*WHAT IS EXPECTED*:
Write out the records that follow exactly. Do not include pictures.

# # #

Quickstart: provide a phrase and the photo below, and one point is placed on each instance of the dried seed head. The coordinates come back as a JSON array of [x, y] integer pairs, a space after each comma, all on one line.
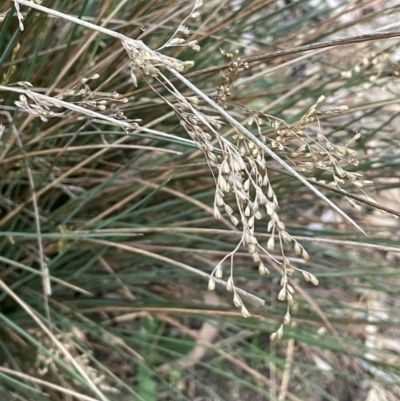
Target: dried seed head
[[282, 294], [229, 284], [271, 243], [262, 269], [245, 312], [211, 284], [218, 271], [237, 301]]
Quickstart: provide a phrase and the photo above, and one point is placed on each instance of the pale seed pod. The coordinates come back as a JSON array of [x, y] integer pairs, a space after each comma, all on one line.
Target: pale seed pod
[[229, 284], [211, 284], [245, 312], [250, 222], [262, 269], [314, 280], [271, 243], [286, 237], [282, 294], [237, 301], [290, 288], [217, 214], [234, 220], [279, 333], [228, 209]]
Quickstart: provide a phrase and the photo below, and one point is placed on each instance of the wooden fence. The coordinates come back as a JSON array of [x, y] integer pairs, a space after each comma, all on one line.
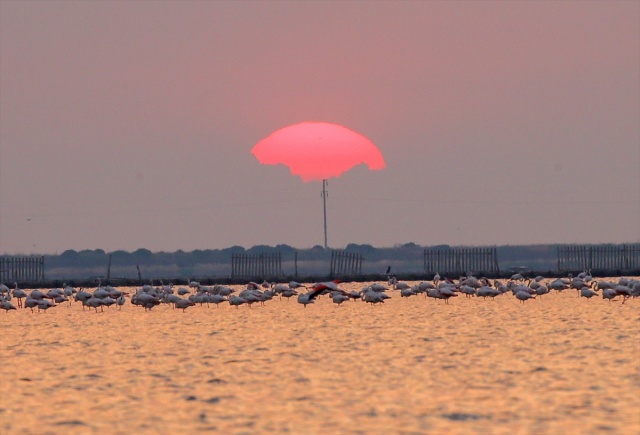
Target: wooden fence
[[601, 258], [254, 266], [345, 263], [460, 261], [21, 269]]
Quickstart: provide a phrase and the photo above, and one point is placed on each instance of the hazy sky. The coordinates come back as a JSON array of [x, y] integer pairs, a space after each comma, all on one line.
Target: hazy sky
[[127, 125]]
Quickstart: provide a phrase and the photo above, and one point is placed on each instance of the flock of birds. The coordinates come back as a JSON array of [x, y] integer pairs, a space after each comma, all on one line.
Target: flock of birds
[[149, 295]]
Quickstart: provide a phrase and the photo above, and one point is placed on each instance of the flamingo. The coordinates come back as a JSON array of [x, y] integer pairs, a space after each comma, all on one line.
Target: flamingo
[[523, 295], [6, 306], [308, 298]]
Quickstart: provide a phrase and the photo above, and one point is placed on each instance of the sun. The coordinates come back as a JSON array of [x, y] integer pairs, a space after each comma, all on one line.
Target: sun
[[318, 150]]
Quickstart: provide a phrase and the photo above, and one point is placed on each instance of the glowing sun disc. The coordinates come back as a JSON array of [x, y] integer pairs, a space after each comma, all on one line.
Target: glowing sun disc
[[318, 150]]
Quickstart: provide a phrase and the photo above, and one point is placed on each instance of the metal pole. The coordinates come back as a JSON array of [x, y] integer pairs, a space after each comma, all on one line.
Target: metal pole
[[324, 208]]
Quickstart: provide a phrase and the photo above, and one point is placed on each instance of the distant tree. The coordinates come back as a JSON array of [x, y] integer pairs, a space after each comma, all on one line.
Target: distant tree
[[360, 249], [285, 249], [260, 249], [142, 256], [233, 250]]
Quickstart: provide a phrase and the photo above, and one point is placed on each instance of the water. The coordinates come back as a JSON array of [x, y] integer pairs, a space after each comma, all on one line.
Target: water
[[558, 365]]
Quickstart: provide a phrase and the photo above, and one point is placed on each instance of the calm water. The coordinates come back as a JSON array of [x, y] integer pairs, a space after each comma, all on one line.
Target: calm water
[[560, 364]]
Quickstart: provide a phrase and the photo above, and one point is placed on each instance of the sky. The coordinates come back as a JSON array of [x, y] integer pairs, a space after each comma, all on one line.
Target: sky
[[127, 125]]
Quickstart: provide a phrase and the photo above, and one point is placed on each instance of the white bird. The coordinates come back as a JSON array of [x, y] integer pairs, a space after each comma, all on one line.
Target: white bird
[[6, 306], [308, 298], [586, 292], [524, 295]]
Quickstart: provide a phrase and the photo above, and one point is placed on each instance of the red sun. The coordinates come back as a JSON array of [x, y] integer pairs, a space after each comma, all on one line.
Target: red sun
[[318, 150]]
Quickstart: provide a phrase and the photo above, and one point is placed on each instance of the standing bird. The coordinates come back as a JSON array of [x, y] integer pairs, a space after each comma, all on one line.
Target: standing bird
[[523, 295], [6, 306], [307, 298]]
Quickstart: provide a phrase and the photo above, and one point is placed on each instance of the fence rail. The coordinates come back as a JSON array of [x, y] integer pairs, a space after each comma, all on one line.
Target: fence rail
[[461, 261], [23, 269], [252, 266], [345, 263], [604, 258]]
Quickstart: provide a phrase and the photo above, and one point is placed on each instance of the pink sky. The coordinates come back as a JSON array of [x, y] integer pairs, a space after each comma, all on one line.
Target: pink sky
[[127, 125]]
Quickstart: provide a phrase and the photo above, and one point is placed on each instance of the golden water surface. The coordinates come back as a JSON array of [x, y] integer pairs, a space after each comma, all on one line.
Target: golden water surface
[[560, 364]]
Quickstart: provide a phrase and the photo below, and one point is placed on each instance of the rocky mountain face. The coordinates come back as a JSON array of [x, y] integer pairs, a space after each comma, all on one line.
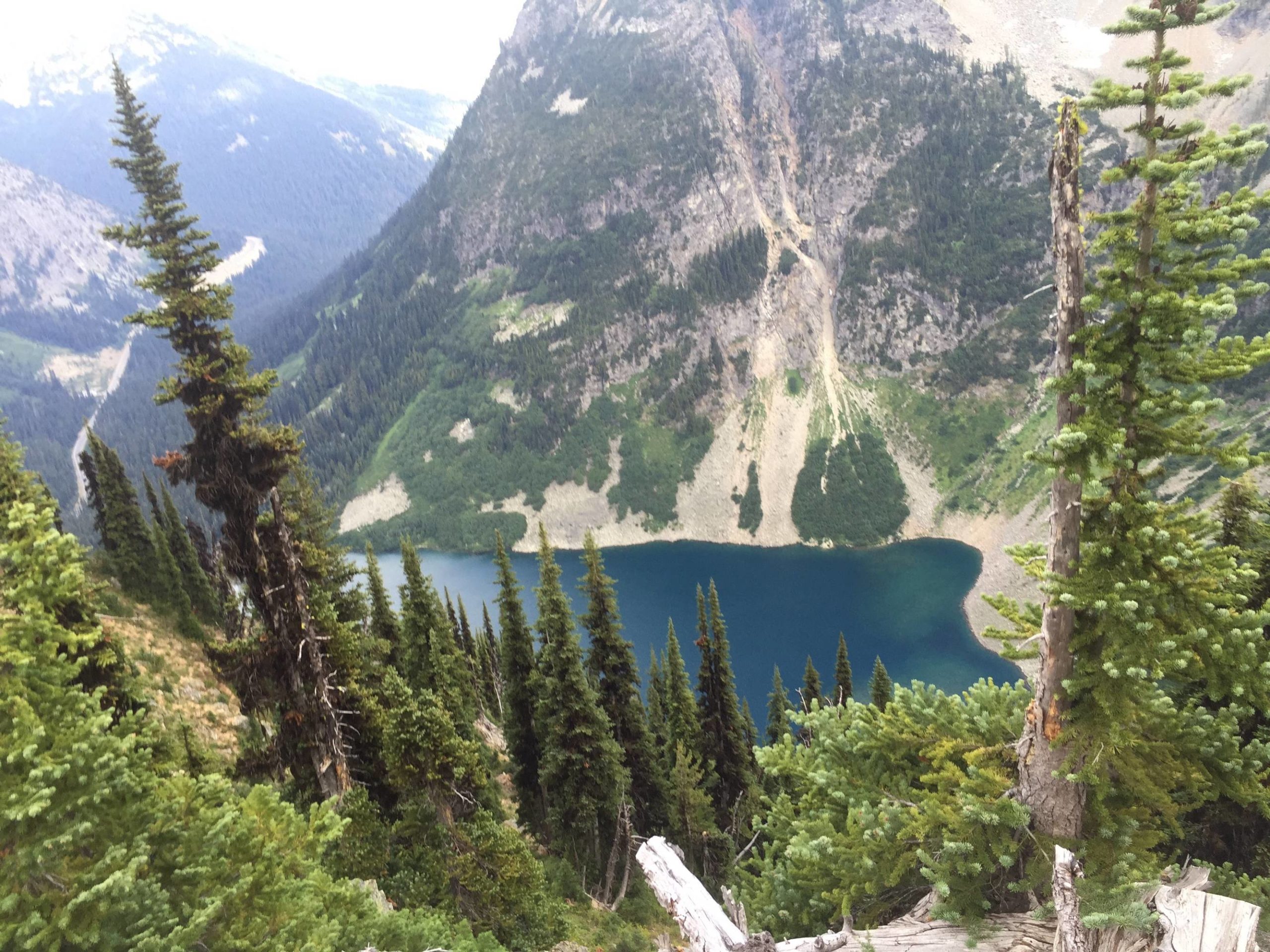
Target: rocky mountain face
[[60, 281], [290, 178], [667, 273], [309, 173]]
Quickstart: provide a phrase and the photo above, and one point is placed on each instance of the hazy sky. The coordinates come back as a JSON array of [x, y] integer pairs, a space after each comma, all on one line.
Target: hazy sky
[[444, 46]]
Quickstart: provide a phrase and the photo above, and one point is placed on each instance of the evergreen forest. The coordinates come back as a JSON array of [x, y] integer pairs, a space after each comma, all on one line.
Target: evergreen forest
[[411, 772]]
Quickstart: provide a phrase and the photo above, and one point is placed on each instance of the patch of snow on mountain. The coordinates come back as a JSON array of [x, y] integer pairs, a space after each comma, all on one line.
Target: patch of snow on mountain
[[348, 140], [566, 105]]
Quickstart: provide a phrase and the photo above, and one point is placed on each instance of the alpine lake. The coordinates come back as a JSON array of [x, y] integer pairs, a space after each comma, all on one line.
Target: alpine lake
[[902, 603]]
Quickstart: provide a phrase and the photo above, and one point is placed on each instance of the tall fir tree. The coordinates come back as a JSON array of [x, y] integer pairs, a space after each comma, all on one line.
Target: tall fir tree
[[418, 620], [520, 695], [842, 673], [723, 731], [198, 587], [582, 769], [237, 460], [747, 717], [657, 722], [431, 659], [169, 592], [684, 725], [385, 627], [157, 512], [881, 688], [1143, 686], [611, 668], [778, 710], [127, 540], [812, 686]]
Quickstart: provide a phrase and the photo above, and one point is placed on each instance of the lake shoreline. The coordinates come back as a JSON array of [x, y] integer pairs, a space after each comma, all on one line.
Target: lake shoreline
[[905, 602]]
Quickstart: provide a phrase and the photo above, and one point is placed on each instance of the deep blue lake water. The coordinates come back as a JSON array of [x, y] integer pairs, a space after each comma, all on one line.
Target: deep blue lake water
[[901, 602]]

# # #

*EXERCISE ANSWER*:
Quickstart: provide a phrase and the photo below, and one point is placed on each instance of the dried seed head. The coordinates come back as a JSON array of [x, y] integer pairs, a space after each comma, all on one line.
Target: dried seed head
[[282, 294], [229, 284], [271, 243], [262, 269], [245, 312], [211, 284], [218, 271], [237, 301]]
Quickstart: provide a phrase and the photo above, and one point is placed on each instance of the pale seed pod. The coordinates come back as a JSON array of [x, y] integer pairs, a space after each comma, all on one line.
Target: pale seed pod
[[229, 284], [211, 284], [245, 312], [250, 222], [262, 269], [314, 280], [271, 243], [286, 237], [282, 294], [237, 301], [290, 288], [217, 214], [234, 220], [279, 333], [228, 209]]
Quickstart: provide a phrase and the photo below, and one point is placed on each instance of the wooden fence. The coordinates come back as a JSON array of [x, y] integer pairs, a space after each comma, all on one line.
Target: wooden fence
[[601, 258], [254, 266], [345, 263], [460, 261], [21, 269]]
Quickstart: provide a phrase and the photo above, and one point is placed on each instance of the hazy sky. The coordinates come back as a JSON array of [x, y] integer pairs, a space after each comma, all on one line.
Target: hazy sky
[[127, 125]]
Quickstart: provide a phrase and the photo above, and one point is placed on each instance of the flock of birds. The coordinates come back as a JSON array of [x, y] integer pairs, a space after each comma, all on one line.
Target: flock of birds
[[149, 295]]
Quickstart: provide a phrase and the photo above, and one point is placed on each instance of the flamingo. The coordinates come back as a JSON array of [x, y] integer pairs, a space after each comma, all on one line.
Target: flamingo
[[523, 295], [6, 306], [308, 298]]
Quickstart: provide a phrase and the photo above, and one point is placed on each instance of the sun. The coordinates come back as a JSON array of [x, y] integer pairs, a space after each comma, all on one line.
Target: sun
[[318, 150]]
Quickstart: provide a phrase and the photo above, and one point is placed on each instance of the glowing sun disc. The coordinates come back as a JSON array of [x, y] integer pairs, a space after each comma, all on one line.
Target: glowing sun disc
[[318, 150]]
Quickstart: provide a phrase and the photo above, and one point is placed on each instance of the metal pole. The coordinates come back as a JSON array of [x, y] integer pairs, a space after each comma, all on one line.
Target: metal pole
[[324, 208]]
Quickstart: provide a phrase and the photo above, and one point is placed on each instance of the distant tree. The coordinates come back as a JSON array of [x, y] integer pairs, a space after each comma, all on one line.
Target: distant tree
[[360, 249], [285, 249], [260, 249], [142, 256], [233, 250]]
Quickstart: provide a phrase and the photo above, and one point is placed on each instance of the water. The coordinates come back as a JSON array of [x, y] integer pairs, a space after each comma, all on one line.
Target: water
[[558, 365]]
Quickstart: provide a phrase and the photo above, and one point is placed on each instance of the calm water. The coordinates come back as a JSON array of [x, y] integer pairs, a space after each comma, all on one line.
Target: calm water
[[560, 364]]
Quickstart: provide a phrase and the photo above, and one point is placed on each instance of the sky. The coordinates come back as a JSON array of [x, y] integer pairs, a space after each comma, all on one line.
Target: sky
[[127, 125]]
Quickstart: provide a phrase and the photo above, and one point is placed on each instance of the white bird. The coordinates come back as a JSON array of [x, y] integer pairs, a space after each comma, all on one line.
Target: white bird
[[6, 306], [308, 298], [586, 292], [524, 295]]
Quickstart: provide a phrase and the photo above, and one point is placed on each instance of the red sun. The coordinates come back as a JSON array of [x, y] integer pairs, a space after each comma, all on one line.
Target: red sun
[[318, 150]]
Quickstart: provide a phrase and the photo above, and one point is placed on each instance of the standing bird. The coordinates come back as a JSON array of [x, y] integer pairs, a space after each comma, all on one line.
Target: standing bird
[[523, 295], [6, 306], [307, 298]]
Quickstart: provide a phrase and the photo above, and one point is placed on each instance of the fence rail. The coordinates come back as a JSON array of [x, y] integer pairs, a space after each comma, all on one line.
Target: fence rail
[[461, 261], [23, 269], [252, 266], [345, 263], [604, 258]]
Quickstart: provide a phrase and the photo above, and one point is placed on each instance of the pink sky. The coordinates come back as a JSON array of [x, y] integer pairs, a space after each comma, all on one line.
Target: pink sky
[[127, 125]]
Quickstart: provide a phrase and the photo above, and one point is placed on each instance of the golden water surface. The coordinates come back as a JSON array of [x, y] integer pairs, a space after each comma, all on one line.
Target: golden water surface
[[560, 364]]
Quickstart: provide a phrase and the photo below, and one point is placed on each instance of the rocky mountain face. The coordinates come back as a JSON array of [x, y] integer pairs, a space after each comma, all on one line.
Target: rocky mountain face
[[60, 281], [290, 178], [667, 273], [309, 173]]
Quickstart: provide a phrase and the photo above, and one point is placed on each instance of the hazy sky. The coordinates come back as a JSON array of [x, y] integer pairs, a space after each comma, all on one line.
Target: hazy sky
[[444, 46]]
Quickstart: provide a phrase and the photo above, and one point is placed on each instance of the evergreen forest. The coordinates come back as a JSON array of [x, y] integer pairs, a space after each comma, all on one line.
Target: evergreen forest
[[411, 772]]
Quickstart: provide a phrase and the photo above, and one point is placed on each instance of the patch of snow on mountain. The coordinates come back as a JSON array of [x, y] integer pairs, a space after each comma, all on one line.
Target: patch of snow on mountain
[[348, 140], [566, 105]]
Quickstart: provide a phrase and the photo above, and one point is placed on each instance of the alpine lake. The coordinates come back as a JSON array of [x, y] integer pairs, a space after each comma, all on one line.
Target: alpine lake
[[902, 603]]
Quickstart: provide a phrase and the photo above, and one point is placed on each instance of the tall fir tree. The coordinates come back as a JSON array of [x, y] integer pairs, a space after each comma, all on one line.
Target: tall fir tree
[[418, 620], [520, 695], [842, 673], [723, 731], [198, 587], [582, 769], [237, 460], [747, 717], [657, 722], [431, 659], [169, 592], [684, 725], [385, 627], [157, 512], [881, 688], [1143, 686], [611, 668], [778, 710], [127, 540], [812, 686]]
Quickstart: provide a phrase and the photo above, and one point is placed on each instance of the lake shoreline. The coordinates come back as a JSON array of [x, y] integer pairs, a space after each comma, all on one line.
Target: lake shoreline
[[905, 602]]
Quickstart: provide a phrase and the photo above, and one point is placed on each instance of the deep blue lake water. The coordinates come back as a JSON array of [x, y] integer pairs, a space after each comma, all on one line.
Target: deep blue lake water
[[901, 602]]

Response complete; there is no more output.